Stated exercise 1
In the passage on bidding for contaminated property, which state was associated with significantly fewer bids?

___ Excerpt to read

Because the probit model only addresses willingness to bid, no discounted price data appear in this part of the study. One of the most important demographic indicators in bidding is the education of the respondent. Referring to Panel A in Exhibit 6, those with no high school education were more likely to bid. This relationship was statistically significant at a level of confidence of .01. A positive sign on the coefficient indicates a positive relationship with the probability of bidding; however, the β coefficients do not have a percentage interpretation in their current form. In the top half bid group, the variables generally performed as expected. Respondents over age 40 were more likely to bid on the scenario than those under age 40 (significant at the .10 level). Males are more likely to bid than females, which is significant at a confidence level of .05. Income has a negative affect on bidding. As incomes increase, the probability of bidding decreases. This is significant at a level of .05.

As expected, the more severe the described scenario, the less likely respondents are to bid. The variable heavy (indicating the heavy LUST scenario) is significant at the level of .05. The other variables, including number of persons per household, race and a variable for Midwest respondents was not significantly different from zero.

Panel B in Exhibit 6 has the same model and variables as Panel A, but adds the two dummy variables for local market conditions. Neither primarily residential/ mixed neighborhoods nor residential areas are statistically significant. This supports the notion that a form of local market conditions, neighborhood type, is not a factor in the likelihood of bidding on contaminated LUST property.

Panel C in Exhibit 6 replaces the regional and heavy dummies with states, to determine if there are differences between the states in the probability of bidding. The heavy dummy was removed for statistical reasons (perfect collinearity). The other demographic variables remain essentially unchanged, with the exception of age (over 40), which is still positive but is no longer statistically significant. Four of the six states are not significantly different from the reference category (Kentucky). Texas is associated with significantly fewer bids. The language unique to the LUST super-heavy scenario reflecting undrinkable well water explains this. Even though South Carolina respondents were more likely to bid, these findings generally support the research hypothesis that bidding behavior is similar across markets.

The same probit analysis (without the states) was undertaken for the top of the bidding pool. The results of the probit analysis on the top quarter bid group are shown in Exhibit 7, which is based on sixty-five bidders. When the dependent variable was reduced to the top quarter of all bidders, only two variables remained significant. This is expected, however, because as the discount becomes smaller, there is less compensation for contamination. Respondents have more choice (i.e., an uncontaminated site) at a similar or the same price and therefore are less likely to bid regardless of demographic features. Thus, there will be less difference between subgroups.

______
___ Supplied records

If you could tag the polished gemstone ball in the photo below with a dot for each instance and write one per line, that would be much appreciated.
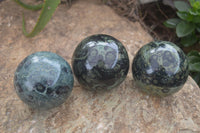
(160, 68)
(100, 62)
(43, 80)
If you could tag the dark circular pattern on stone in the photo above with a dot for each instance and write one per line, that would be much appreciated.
(100, 62)
(43, 80)
(160, 68)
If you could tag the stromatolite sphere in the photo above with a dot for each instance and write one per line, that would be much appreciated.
(43, 80)
(100, 62)
(160, 68)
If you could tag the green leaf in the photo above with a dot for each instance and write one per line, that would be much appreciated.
(194, 67)
(30, 7)
(171, 23)
(189, 40)
(46, 14)
(182, 6)
(196, 19)
(185, 16)
(195, 4)
(184, 28)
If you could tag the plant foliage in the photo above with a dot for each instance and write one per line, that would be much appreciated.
(48, 8)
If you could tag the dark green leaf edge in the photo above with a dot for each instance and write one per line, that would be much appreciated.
(47, 11)
(29, 7)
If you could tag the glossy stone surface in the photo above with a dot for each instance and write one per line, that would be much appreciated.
(43, 80)
(160, 68)
(100, 62)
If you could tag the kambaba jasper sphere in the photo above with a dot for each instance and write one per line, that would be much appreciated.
(100, 62)
(43, 80)
(160, 68)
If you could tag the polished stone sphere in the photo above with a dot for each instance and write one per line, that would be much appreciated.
(43, 80)
(100, 62)
(160, 68)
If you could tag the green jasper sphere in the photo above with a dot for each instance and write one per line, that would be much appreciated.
(43, 80)
(100, 62)
(160, 68)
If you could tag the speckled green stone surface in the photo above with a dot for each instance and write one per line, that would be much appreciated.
(43, 80)
(160, 68)
(100, 62)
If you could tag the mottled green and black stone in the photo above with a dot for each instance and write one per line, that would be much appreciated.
(43, 80)
(160, 68)
(100, 62)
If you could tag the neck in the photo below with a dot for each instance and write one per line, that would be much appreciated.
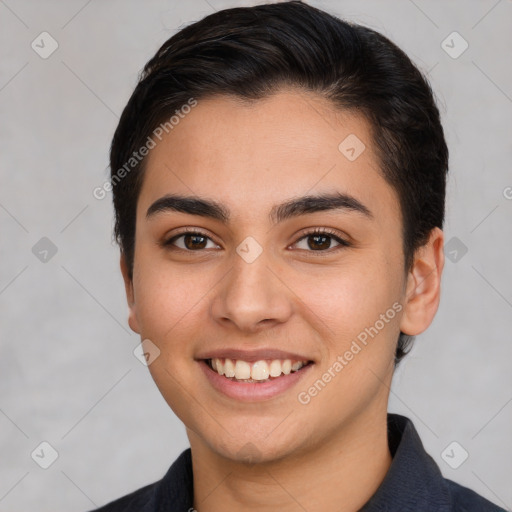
(340, 475)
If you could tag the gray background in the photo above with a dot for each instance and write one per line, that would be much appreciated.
(68, 374)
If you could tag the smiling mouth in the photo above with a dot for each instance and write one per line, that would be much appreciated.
(261, 371)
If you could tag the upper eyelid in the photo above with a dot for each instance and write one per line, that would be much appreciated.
(308, 232)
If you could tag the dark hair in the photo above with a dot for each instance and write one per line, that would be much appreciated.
(251, 52)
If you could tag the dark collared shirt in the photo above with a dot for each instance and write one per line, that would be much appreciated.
(413, 483)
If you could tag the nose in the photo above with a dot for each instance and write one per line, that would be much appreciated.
(252, 296)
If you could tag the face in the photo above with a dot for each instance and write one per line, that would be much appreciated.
(252, 281)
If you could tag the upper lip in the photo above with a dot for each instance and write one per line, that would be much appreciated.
(251, 356)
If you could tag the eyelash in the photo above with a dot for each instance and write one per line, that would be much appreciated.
(317, 231)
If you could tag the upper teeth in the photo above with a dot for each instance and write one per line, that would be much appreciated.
(260, 370)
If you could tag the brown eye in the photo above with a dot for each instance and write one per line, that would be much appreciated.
(320, 241)
(190, 241)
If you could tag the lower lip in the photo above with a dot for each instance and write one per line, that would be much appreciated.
(253, 391)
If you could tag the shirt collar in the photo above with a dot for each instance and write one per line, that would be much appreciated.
(413, 481)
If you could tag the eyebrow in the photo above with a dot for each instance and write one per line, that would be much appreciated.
(195, 205)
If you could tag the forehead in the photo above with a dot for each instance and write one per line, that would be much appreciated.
(252, 155)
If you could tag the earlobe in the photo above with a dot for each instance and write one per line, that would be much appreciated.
(130, 295)
(424, 285)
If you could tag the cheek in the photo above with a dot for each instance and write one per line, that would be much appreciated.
(168, 298)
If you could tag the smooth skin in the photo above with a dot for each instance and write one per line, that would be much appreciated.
(332, 453)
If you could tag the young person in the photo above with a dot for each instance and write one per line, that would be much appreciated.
(279, 183)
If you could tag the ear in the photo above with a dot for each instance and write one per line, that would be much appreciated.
(423, 290)
(130, 295)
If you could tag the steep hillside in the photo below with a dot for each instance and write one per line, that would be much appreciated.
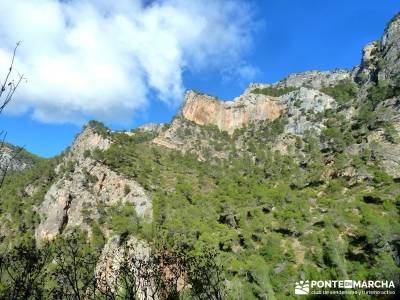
(296, 180)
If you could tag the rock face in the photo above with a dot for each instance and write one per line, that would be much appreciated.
(81, 190)
(301, 105)
(311, 79)
(390, 49)
(230, 115)
(14, 159)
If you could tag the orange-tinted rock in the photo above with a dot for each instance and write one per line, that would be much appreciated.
(230, 115)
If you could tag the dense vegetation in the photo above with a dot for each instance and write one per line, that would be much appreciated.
(343, 92)
(272, 217)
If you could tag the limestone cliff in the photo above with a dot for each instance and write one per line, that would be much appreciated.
(83, 187)
(230, 115)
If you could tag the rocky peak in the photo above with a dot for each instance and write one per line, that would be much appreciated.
(229, 115)
(14, 158)
(390, 49)
(89, 139)
(312, 79)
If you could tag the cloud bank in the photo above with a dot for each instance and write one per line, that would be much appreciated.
(101, 59)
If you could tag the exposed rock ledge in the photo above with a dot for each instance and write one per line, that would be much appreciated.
(230, 115)
(89, 184)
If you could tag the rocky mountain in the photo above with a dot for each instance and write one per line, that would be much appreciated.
(15, 159)
(295, 180)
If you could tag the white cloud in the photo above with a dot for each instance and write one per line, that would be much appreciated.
(100, 59)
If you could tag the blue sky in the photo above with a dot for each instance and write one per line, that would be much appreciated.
(283, 37)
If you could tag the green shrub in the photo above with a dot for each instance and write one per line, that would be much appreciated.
(343, 92)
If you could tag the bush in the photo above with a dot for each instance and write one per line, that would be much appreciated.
(343, 92)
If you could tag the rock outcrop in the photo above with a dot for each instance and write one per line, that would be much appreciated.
(230, 115)
(85, 186)
(14, 159)
(311, 79)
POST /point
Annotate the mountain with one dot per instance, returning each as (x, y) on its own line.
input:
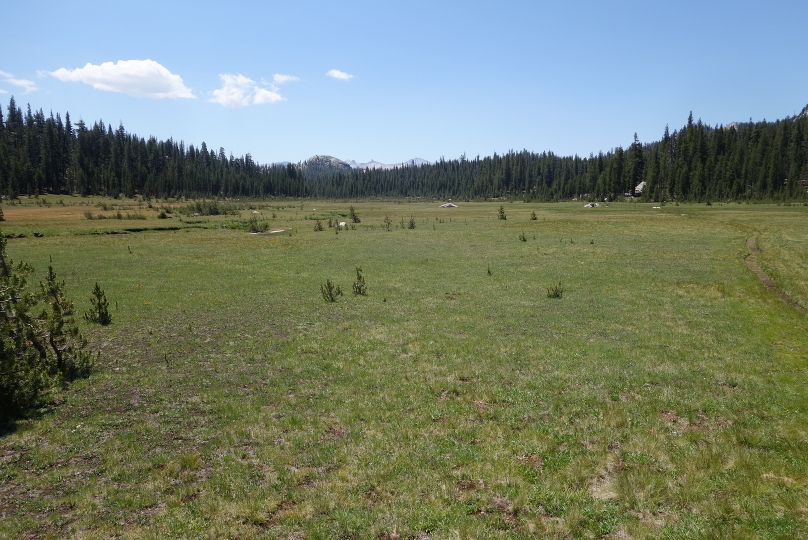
(324, 166)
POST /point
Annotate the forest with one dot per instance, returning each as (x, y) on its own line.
(740, 161)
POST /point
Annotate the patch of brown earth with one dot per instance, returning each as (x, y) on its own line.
(751, 262)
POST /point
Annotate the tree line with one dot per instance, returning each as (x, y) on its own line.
(41, 154)
(740, 161)
(746, 161)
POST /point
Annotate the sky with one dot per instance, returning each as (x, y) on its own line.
(396, 80)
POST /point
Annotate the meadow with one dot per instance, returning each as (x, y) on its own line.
(661, 396)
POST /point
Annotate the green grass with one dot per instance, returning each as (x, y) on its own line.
(661, 397)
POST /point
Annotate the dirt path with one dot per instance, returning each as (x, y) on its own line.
(751, 262)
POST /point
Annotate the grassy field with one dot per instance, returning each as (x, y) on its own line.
(662, 396)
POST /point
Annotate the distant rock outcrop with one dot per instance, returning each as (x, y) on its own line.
(324, 165)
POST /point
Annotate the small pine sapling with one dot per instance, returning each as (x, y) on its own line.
(330, 291)
(360, 288)
(99, 312)
(555, 291)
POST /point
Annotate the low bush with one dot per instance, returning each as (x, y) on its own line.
(37, 352)
(555, 291)
(330, 291)
(99, 312)
(359, 287)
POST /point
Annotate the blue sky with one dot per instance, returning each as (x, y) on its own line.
(396, 80)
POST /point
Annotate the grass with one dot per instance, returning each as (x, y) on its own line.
(661, 397)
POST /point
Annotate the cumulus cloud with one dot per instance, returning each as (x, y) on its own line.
(25, 84)
(240, 91)
(140, 78)
(337, 74)
(280, 79)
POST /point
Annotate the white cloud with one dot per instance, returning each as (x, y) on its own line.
(337, 74)
(262, 95)
(140, 78)
(240, 91)
(8, 78)
(280, 79)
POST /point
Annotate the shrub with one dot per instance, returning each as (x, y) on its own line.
(99, 312)
(330, 291)
(555, 291)
(359, 285)
(37, 352)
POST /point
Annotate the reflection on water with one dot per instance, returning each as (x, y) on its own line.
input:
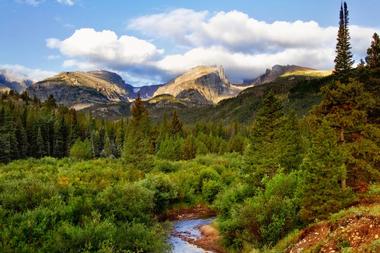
(189, 228)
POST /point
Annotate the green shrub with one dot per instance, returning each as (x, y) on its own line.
(81, 150)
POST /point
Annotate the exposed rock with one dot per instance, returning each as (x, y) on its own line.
(10, 82)
(277, 71)
(204, 85)
(73, 88)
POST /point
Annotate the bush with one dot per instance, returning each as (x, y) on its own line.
(81, 150)
(266, 217)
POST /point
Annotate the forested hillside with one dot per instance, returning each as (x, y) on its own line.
(277, 164)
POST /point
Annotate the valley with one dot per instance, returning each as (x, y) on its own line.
(189, 130)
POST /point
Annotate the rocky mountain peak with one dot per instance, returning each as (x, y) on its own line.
(208, 82)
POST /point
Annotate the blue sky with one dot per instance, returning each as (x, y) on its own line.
(163, 38)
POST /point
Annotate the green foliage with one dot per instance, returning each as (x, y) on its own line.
(71, 206)
(373, 53)
(324, 169)
(170, 148)
(343, 60)
(346, 108)
(81, 150)
(266, 217)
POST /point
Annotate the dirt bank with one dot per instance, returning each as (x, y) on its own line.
(355, 232)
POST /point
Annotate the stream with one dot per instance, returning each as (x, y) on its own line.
(188, 228)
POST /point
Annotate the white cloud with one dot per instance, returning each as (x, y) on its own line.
(174, 25)
(105, 47)
(19, 73)
(237, 31)
(244, 65)
(243, 45)
(30, 2)
(37, 2)
(66, 2)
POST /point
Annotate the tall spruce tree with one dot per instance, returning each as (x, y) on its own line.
(262, 156)
(175, 125)
(343, 60)
(345, 107)
(373, 53)
(137, 145)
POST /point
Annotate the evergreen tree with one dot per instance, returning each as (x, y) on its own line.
(74, 127)
(345, 107)
(51, 102)
(170, 148)
(323, 168)
(343, 60)
(109, 149)
(40, 144)
(189, 149)
(262, 154)
(290, 143)
(22, 139)
(373, 53)
(138, 111)
(137, 144)
(81, 150)
(60, 138)
(175, 125)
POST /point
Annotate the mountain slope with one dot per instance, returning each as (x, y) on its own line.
(11, 82)
(82, 89)
(277, 71)
(201, 85)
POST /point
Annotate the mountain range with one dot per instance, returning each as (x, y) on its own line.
(106, 94)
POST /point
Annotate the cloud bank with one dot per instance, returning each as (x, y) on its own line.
(20, 73)
(244, 45)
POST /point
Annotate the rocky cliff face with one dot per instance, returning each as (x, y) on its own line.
(277, 71)
(82, 89)
(203, 85)
(9, 82)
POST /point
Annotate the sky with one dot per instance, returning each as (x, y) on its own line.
(152, 41)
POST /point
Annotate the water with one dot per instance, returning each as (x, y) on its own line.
(189, 228)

______

Stated exercise 2
Find each line of the records containing the string "dirt" and copy those lines out. Match case exactly.

Written response 1
Texas

Written response 2
Annotate the dirt path with one dot per instance, returning each as (x, y) on its own line.
Annotate the dirt bank with one dot per instance, returning each as (x, y) on its own line.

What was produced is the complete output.